■ **Assigned task**
Nothing but the line with "Give the mask of every instance of the overcast" and the lines after it should appear, each retyped exactly as in the listing.

========

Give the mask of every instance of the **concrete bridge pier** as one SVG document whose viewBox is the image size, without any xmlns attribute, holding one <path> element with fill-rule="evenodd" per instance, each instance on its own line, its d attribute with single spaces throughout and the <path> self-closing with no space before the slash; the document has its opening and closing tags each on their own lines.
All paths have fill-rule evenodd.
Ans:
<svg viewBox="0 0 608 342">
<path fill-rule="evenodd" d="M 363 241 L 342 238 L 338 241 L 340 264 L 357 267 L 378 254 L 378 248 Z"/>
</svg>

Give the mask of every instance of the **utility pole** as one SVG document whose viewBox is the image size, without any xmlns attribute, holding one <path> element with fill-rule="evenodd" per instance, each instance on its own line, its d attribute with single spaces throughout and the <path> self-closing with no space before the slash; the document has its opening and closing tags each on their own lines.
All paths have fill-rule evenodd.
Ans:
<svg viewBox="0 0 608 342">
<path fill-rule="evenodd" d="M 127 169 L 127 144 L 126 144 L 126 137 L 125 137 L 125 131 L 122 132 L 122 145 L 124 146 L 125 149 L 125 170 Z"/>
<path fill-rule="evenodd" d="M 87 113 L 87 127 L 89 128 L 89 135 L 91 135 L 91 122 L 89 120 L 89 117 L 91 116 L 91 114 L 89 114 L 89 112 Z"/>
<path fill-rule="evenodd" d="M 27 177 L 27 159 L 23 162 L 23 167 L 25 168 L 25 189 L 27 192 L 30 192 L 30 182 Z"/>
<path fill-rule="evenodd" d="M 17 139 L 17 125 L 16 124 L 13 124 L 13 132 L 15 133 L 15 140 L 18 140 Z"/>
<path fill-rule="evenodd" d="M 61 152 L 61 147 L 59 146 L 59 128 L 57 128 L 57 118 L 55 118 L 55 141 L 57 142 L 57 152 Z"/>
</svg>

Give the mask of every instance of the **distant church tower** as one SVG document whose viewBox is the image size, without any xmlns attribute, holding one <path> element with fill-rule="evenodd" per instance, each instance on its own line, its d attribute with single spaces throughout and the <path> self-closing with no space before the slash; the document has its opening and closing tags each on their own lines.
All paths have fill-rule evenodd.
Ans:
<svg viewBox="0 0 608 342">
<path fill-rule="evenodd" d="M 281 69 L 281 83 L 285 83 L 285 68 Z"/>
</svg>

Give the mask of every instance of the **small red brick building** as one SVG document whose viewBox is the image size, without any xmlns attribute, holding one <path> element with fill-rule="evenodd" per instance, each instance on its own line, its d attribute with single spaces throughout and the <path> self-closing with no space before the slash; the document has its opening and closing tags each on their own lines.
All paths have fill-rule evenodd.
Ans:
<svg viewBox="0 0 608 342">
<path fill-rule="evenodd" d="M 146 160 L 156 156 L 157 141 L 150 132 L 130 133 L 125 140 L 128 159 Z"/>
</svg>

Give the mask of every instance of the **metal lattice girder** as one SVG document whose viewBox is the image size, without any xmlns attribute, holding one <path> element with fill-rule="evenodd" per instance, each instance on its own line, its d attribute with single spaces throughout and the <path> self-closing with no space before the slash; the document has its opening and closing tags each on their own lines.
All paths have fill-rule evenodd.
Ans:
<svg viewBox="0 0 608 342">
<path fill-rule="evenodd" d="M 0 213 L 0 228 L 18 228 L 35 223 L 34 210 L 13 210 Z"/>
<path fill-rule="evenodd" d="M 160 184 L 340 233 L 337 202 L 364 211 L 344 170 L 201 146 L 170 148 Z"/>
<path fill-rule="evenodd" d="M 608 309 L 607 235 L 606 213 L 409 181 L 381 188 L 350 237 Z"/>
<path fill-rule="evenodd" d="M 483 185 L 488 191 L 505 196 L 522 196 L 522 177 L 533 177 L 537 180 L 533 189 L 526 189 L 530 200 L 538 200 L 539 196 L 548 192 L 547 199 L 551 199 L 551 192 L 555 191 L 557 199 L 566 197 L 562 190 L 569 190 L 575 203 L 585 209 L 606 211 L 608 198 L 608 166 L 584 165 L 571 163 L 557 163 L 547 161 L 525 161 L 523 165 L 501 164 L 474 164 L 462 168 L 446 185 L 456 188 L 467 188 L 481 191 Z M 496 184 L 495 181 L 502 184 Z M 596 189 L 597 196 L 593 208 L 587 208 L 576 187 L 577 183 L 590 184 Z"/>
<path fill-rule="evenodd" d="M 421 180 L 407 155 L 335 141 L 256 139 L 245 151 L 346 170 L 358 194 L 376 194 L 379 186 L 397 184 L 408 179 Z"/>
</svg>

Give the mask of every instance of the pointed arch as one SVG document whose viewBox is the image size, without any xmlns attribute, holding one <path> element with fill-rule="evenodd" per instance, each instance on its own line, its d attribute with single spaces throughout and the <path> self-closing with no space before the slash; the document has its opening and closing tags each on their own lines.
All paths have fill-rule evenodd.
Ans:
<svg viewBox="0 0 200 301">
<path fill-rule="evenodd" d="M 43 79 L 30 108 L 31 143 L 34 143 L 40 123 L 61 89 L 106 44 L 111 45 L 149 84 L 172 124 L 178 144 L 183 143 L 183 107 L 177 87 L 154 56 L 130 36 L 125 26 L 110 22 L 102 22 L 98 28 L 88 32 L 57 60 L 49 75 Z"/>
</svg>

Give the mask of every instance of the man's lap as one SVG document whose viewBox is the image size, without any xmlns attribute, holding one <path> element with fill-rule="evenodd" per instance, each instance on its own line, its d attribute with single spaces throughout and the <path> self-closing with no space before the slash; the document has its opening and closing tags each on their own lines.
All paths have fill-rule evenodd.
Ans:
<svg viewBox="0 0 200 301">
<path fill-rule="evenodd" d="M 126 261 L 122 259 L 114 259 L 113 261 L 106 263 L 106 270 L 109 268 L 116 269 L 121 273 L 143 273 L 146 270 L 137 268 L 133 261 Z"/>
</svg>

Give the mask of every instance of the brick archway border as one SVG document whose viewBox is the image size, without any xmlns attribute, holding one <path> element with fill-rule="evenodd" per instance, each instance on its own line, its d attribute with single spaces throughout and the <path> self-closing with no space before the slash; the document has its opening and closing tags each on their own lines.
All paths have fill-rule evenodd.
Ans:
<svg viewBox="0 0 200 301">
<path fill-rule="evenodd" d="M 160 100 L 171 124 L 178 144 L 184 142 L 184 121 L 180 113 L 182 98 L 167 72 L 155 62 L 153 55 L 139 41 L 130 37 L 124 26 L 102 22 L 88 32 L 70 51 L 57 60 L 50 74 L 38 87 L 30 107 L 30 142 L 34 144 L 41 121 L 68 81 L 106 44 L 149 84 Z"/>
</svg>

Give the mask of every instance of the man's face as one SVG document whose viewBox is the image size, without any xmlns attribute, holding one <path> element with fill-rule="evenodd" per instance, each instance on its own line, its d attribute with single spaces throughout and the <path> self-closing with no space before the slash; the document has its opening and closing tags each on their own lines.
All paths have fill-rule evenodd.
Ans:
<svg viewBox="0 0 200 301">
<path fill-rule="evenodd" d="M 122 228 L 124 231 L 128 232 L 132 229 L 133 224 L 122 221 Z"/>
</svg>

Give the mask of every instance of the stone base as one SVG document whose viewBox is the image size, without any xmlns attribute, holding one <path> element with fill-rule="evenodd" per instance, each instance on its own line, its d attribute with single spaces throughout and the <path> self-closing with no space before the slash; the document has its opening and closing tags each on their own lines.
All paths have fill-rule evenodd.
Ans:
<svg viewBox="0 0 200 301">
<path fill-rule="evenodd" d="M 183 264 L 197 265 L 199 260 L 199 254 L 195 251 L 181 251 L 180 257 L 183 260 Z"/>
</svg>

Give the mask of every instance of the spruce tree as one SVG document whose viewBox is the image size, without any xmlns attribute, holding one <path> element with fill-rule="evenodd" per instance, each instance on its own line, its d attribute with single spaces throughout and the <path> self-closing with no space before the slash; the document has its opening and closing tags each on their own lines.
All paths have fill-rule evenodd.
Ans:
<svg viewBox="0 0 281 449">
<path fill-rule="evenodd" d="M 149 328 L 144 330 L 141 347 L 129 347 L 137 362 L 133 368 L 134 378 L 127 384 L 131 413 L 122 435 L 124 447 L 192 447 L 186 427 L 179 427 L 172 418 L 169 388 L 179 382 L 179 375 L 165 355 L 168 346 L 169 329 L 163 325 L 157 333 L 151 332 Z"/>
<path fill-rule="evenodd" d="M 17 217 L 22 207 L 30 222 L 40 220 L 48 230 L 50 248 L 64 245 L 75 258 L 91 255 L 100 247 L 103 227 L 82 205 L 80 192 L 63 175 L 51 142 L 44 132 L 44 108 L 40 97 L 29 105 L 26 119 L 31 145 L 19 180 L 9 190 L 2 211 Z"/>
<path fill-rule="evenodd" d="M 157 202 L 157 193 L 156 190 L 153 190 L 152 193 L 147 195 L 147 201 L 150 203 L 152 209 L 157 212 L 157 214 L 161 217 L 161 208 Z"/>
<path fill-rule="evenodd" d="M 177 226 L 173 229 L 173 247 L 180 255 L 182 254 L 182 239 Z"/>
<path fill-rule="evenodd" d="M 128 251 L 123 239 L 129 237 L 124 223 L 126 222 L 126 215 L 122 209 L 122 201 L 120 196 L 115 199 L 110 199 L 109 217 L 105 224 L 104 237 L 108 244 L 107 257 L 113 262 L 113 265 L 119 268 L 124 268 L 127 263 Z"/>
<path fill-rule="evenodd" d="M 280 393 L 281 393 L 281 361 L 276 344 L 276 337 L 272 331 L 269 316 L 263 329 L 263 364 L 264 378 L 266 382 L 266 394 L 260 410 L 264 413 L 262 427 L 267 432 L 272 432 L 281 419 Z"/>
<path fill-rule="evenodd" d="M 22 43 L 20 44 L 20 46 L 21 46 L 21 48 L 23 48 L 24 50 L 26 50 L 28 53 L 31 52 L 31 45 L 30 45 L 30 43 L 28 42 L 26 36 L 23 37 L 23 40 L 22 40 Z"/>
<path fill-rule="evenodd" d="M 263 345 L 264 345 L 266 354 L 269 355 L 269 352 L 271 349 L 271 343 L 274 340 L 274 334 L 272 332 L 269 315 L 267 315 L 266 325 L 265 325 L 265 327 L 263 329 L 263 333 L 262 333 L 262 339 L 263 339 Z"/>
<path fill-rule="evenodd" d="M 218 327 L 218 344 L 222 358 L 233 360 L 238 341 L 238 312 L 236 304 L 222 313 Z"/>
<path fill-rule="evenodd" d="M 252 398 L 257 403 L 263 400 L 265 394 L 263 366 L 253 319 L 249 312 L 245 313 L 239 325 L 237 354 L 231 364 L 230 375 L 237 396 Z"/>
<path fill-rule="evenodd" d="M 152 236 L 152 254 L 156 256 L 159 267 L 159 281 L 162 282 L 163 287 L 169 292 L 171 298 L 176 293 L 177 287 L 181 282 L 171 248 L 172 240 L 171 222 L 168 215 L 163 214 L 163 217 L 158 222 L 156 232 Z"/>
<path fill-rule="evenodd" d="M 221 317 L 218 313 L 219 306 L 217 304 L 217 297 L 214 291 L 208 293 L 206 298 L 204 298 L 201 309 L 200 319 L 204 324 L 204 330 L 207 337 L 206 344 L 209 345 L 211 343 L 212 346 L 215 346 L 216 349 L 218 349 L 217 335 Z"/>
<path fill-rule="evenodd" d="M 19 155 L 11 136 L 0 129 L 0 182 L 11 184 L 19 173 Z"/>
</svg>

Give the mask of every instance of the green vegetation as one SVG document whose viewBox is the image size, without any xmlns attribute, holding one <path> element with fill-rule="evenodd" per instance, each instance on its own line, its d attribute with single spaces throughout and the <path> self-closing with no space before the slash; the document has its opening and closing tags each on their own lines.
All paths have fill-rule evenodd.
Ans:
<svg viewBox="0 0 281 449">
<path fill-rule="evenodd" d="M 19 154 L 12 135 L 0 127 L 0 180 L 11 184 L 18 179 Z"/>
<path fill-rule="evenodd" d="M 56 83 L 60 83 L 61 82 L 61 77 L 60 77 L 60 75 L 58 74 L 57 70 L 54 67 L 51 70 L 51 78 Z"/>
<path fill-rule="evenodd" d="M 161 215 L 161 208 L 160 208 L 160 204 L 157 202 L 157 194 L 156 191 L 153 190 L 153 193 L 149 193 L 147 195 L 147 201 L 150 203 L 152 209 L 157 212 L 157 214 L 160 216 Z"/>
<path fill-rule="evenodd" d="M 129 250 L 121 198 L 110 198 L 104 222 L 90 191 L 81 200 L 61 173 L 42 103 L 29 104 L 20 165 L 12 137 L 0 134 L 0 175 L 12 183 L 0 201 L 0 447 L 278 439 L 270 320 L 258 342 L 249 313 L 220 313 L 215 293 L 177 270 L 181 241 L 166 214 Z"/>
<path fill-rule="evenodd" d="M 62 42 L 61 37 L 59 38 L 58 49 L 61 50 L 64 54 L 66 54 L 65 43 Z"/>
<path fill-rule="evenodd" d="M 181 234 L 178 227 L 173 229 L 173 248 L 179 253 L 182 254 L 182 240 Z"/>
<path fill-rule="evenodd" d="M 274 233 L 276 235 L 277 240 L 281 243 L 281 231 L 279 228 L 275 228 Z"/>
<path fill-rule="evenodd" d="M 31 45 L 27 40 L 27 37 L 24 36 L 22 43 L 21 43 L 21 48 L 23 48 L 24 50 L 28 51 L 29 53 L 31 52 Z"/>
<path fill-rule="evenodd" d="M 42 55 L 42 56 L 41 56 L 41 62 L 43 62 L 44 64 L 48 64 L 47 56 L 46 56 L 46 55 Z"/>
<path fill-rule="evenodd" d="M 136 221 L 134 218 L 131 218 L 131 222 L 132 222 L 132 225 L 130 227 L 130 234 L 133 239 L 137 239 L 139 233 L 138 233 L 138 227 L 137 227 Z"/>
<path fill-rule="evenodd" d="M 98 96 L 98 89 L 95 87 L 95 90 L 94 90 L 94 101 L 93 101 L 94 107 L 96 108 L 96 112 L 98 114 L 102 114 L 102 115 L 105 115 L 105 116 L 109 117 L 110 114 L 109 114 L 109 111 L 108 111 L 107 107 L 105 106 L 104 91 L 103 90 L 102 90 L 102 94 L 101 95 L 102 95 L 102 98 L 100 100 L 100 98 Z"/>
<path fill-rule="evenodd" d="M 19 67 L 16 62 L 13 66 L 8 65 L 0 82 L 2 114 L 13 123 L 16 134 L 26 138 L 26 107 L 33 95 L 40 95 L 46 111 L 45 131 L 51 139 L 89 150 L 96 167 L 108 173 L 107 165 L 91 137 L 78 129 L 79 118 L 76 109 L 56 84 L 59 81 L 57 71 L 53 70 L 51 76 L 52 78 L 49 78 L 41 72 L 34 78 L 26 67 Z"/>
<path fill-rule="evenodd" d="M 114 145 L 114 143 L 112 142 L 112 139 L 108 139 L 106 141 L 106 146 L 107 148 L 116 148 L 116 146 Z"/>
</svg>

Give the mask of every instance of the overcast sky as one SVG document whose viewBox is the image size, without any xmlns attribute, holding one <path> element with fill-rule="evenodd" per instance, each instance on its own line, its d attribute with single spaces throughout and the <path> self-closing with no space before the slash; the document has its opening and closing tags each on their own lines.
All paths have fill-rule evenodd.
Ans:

========

■ **Expected answer**
Give the mask of every instance of the overcast sky as one SVG document whose viewBox is the image size, without any xmlns attribute, holding one <path> element with fill-rule="evenodd" per instance, each instance on its own line, its d attribute with single spaces throughout and the <path> self-closing with no space before the slash; the document has its opening and closing tags each on their own lines.
All paths have fill-rule evenodd.
Ans:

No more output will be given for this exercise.